─── Supplied data ───

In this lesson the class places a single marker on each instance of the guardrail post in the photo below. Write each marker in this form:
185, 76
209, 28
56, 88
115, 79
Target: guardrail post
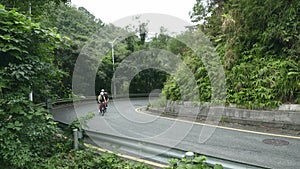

───

- **Problem to work on**: Reproduce the entries above line for line, omitting the pictures.

- **Complete response**:
In this lesson the class places a single marker on each instance of the guardrail post in the photo below. Write each marker in this form:
185, 76
209, 28
56, 88
115, 79
Target: guardrail post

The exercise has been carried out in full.